§ **Письменное задание A**
Определите, согласуются ли с текстом о свободе личности ниже утверждения (i), (ii) и (iii): (i) индивидуальная свобода служит в либеральных обществах единственным критерием выбора; (ii) обязательное образование детей ограничивает свободу; (iii) критерий оценки ценностей считается субъективным. Для каждого утверждения ответьте «да» или «нет» и приведите точную цитату из текста, которая это решает.

§ **Приведённый текст**
──────────────────────────────

Я не хочу сказать, что индивидуальная свобода в наиболее либеральных обществах служит единственным или главным критерием выбора. Мы заставляем детей получать образование и запрещаем публичные казни. Это, конечно, ограничивает свободу. Мы оправдывает это ограничение, ибо неграмотность, варварское воспитание, жестокие удовольствия и чувства хуже для нас, чем ограничение, необходимое для их исправления и подавления. Эта позиция опирается на наше понимание добра и зла, на наши, так сказать, моральные, религиозные, интеллектуальные, экономические и эстетические ценности, которые в свою очередь связаны с нашими представлениями о человеке и основных потребностях его природы, Другими словами, в решении таких проблем мы осознанно или неосознанно руководствуемся своим пониманием того, из чего складывается жизнь нормального человека в противоположность существованию миллевских "ограниченных и изуродованных", "истощенных и бесплодных" натур. Протестуя против цензуры и законов, устанавливающих контроль над личным поведением, видя в них недопустимые нарушения свободы личности, мы исходим из того, что запрещаемые этими законами действия отражают фундаментальные потребности людей в хорошем (а фактически, в любом) обществе. Защищать подобные законы — значит считать, что данные потребности несущественны или что не существует иного способа их удовлетворения, как путем отказа от других, высших ценностей, выражающих более глубокие потребности, чем индивидуальная свобода. Считается, что используемый здесь критерий оценки ценностей имеет не субъективный, а, якобы, объективный — эмпирический или априорный — статус.

──────────────────────────────

§ **Записи набора данных**
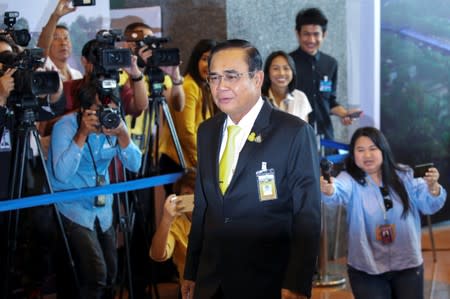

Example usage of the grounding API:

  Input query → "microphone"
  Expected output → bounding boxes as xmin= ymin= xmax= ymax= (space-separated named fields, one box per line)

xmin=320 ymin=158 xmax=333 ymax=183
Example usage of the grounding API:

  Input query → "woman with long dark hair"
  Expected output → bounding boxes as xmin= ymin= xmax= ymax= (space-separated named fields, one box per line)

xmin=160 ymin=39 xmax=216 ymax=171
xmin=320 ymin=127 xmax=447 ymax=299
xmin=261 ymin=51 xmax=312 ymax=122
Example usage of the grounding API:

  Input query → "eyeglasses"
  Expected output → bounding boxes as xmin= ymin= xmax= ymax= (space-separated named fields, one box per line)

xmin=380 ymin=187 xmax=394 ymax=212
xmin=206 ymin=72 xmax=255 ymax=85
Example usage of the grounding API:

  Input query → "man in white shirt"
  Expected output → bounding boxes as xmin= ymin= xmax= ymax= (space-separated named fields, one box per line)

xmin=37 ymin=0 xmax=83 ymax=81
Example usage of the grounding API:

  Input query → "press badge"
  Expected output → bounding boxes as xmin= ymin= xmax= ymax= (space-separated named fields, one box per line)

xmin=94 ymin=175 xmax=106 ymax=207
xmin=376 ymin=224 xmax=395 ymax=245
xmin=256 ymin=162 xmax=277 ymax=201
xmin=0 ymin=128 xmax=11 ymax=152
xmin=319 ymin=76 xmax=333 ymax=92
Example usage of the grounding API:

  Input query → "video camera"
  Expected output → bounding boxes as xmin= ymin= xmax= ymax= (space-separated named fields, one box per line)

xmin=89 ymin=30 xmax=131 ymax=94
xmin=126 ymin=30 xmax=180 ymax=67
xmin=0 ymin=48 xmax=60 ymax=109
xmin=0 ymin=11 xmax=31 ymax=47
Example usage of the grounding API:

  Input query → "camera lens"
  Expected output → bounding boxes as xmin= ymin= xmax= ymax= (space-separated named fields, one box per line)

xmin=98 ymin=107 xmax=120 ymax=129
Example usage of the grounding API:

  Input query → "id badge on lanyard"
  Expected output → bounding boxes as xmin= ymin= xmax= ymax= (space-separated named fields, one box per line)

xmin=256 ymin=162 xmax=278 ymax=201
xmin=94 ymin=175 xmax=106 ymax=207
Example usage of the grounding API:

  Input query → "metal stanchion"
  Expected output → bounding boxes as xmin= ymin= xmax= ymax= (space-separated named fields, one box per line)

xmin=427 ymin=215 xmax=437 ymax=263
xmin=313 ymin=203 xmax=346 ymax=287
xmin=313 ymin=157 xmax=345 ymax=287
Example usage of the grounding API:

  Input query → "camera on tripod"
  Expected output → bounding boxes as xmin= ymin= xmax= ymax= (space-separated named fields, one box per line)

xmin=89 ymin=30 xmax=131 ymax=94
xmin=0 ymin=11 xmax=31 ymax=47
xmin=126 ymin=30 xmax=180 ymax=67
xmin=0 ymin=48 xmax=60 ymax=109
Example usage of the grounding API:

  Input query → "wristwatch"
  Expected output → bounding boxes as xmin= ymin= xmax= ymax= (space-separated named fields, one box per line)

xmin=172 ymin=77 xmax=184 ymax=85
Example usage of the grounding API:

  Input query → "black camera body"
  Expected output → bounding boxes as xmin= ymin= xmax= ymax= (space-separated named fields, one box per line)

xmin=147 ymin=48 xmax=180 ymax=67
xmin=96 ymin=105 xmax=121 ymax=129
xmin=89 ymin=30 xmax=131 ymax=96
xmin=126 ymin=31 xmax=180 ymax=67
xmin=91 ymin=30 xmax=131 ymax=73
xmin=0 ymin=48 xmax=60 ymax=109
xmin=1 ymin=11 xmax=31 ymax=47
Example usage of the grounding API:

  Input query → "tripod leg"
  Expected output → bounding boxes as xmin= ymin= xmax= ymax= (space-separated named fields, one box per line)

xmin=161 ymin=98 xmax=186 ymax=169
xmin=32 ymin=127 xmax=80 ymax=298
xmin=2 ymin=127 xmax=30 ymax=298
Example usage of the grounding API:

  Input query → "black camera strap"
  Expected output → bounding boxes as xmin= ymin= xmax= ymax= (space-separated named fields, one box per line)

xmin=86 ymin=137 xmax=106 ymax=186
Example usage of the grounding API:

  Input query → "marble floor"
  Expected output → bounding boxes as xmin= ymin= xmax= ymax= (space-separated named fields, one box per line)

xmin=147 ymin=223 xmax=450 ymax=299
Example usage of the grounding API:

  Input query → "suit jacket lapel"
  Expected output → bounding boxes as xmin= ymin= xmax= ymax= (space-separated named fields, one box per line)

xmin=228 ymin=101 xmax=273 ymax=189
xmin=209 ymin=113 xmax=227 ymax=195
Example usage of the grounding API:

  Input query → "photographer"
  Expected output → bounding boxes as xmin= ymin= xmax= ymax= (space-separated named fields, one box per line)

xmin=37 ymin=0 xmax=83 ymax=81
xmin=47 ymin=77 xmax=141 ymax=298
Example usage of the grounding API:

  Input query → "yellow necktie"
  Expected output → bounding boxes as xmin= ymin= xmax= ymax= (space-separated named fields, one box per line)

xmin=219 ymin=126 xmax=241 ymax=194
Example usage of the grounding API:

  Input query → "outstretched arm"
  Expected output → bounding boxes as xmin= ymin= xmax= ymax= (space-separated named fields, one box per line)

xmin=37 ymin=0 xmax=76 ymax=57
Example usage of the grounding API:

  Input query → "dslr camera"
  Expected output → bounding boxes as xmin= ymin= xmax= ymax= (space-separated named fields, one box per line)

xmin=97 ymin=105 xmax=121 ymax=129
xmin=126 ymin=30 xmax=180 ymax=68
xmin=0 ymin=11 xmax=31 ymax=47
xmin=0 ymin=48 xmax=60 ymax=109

──────────────────────────────

§ **Письменное задание B**
Соберите все строки записей выше, в которых встречается слово «badge».

§ **Результат задания A**
(i) Нет: «Я не хочу сказать, что индивидуальная свобода в наиболее либеральных обществах служит единственным или главным критерием выбора.»
(ii) Да: «Мы заставляем детей получать образование и запрещаем публичные казни. Это, конечно, ограничивает свободу.»
(iii) Нет: «Считается, что используемый здесь критерий оценки ценностей имеет не субъективный, а, якобы, объективный — эмпирический или априорный — статус.»

§ **Результат задания B**
  Input query → "press badge"
  Input query → "id badge on lanyard"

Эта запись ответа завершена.